__THE PROBLEM__. What is wanted is an exact copy of all the entries.

Saved entries:
^^^^

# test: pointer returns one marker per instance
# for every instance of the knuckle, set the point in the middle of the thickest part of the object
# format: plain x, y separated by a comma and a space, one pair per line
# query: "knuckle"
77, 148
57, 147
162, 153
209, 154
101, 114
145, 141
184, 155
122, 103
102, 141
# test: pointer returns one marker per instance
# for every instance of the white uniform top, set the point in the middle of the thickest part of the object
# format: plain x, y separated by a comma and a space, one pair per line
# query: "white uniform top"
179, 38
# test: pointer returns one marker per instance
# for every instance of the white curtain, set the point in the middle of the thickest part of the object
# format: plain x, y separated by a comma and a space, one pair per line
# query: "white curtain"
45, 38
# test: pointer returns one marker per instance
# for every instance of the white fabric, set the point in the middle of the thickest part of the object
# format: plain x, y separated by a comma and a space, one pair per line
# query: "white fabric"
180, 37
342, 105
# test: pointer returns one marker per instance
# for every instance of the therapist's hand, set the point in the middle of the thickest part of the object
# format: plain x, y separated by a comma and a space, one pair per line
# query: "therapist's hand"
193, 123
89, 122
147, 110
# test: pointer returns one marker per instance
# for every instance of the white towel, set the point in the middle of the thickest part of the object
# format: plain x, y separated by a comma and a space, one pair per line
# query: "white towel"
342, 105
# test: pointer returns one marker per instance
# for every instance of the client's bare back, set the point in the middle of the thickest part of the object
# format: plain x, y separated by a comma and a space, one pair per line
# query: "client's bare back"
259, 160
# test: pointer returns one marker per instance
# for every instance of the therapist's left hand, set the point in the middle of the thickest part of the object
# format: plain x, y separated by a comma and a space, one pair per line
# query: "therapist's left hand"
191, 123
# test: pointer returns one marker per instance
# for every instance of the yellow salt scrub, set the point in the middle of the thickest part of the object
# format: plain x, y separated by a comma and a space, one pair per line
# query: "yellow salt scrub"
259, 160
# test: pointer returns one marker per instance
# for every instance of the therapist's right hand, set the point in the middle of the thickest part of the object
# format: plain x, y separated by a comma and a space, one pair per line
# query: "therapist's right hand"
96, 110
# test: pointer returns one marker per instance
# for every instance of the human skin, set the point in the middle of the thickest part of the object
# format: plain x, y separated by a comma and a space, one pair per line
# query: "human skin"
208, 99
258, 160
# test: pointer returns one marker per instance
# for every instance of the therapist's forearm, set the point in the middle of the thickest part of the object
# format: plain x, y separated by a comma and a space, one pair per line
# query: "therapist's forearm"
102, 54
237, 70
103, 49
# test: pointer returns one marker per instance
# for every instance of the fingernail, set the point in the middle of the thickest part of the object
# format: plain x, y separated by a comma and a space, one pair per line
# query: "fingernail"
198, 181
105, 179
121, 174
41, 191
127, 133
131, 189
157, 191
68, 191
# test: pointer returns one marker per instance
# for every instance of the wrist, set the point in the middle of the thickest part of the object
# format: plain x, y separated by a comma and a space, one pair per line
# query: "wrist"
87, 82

^^^^

__OUTPUT FOR THIS TASK__.
# test: pointer returns one marker per instance
# for every instance of the knuckle, set the point in the middle of the thickest part of the object
# format: plain x, y separated by a comma and a space, one pair per line
# query: "knuckle"
77, 148
57, 147
162, 153
209, 154
101, 114
145, 141
184, 155
122, 103
102, 141
# test: pointer returns one marker per instance
# for every instance of the white uniform top, set the point in the middle of the thickest part of the object
# format: plain x, y separated by a comma and a space, one pair per line
# query: "white uniform top"
179, 38
# test: pointer returns one marker per instance
# for every instance of the white curtain, set the point in the middle of the thickest part of the object
# format: plain x, y separated by a comma and a space, one pair per line
# query: "white curtain"
45, 38
# test: pointer returns one marker per instance
# for every instance of the white fabric, set the point in the middle of the thickest part of the object
# format: plain x, y separated by a comma and a space, one pair per line
# query: "white fabric"
180, 37
342, 105
# test: pointer returns one marker per instance
# for every instance of the therapist's hand, set the point in the middle of the thickest part of the object
# format: plain x, y separated by a comma and a space, one pair per line
# query: "therapist's hand"
193, 123
89, 122
147, 110
# test: pointer returns one marker per instance
# for every instance of the white towel, set the point in the middle of the thickest part of the object
# format: plain x, y separated by a comma and a space, one pair per line
# query: "white towel"
342, 105
# test: pointer returns one marker per instance
# for every instance of the client's bare back, set the point in the middle of the thickest part of the object
# format: plain x, y separated by a comma and a space, one pair per line
# query: "client's bare back"
259, 160
# test: pointer returns one marker per instance
# for every instance of the therapist's left hand, set the point in the middle of the thickest part of the object
# format: plain x, y separated by a comma and a space, one pair per line
# query: "therapist's left hand"
191, 123
# test: pointer returns one marker per instance
# for every instance of the yellow salt scrub, set the point in the middle of the thickest part of the object
# format: plain x, y separated by a comma and a space, one pair per line
# query: "yellow salt scrub"
259, 160
# test: pointer returns one marker per instance
# for every instance of the therapist's right hand, set the point in the middle of the thickest part of the object
# format: plain x, y separated by a comma and a space, one pair per line
# query: "therapist's right hand"
96, 110
# test: pointer returns one marker per instance
# for every instance of the human skin, set the point in the middle of the thickest part of the object
# format: plain x, y separated by a comma and a space, one pair per line
# query: "human skin"
208, 99
258, 160
# test: pointer returns one marker per instance
# for every instance of the therapist's forearm, set the point in the middle of the thickest part of the object
# format: plain x, y separated by a comma and a space, one pair per line
# query: "therapist's forearm"
102, 54
237, 70
103, 49
# test: pointer returns one marker per instance
# for every instance of the fingernail, set the point in the middle of the thickest part of the object
# format: plain x, y separated by a comma and a space, one pair per line
# query: "fingernail"
198, 181
105, 179
121, 174
41, 191
127, 133
131, 189
157, 191
68, 191
# test: pointer returns one marker per instance
# for every instance of the wrist, set the point in the middle of the thickest part of the object
# format: plain x, y separated by a comma and a space, one pair per line
# query: "wrist"
87, 82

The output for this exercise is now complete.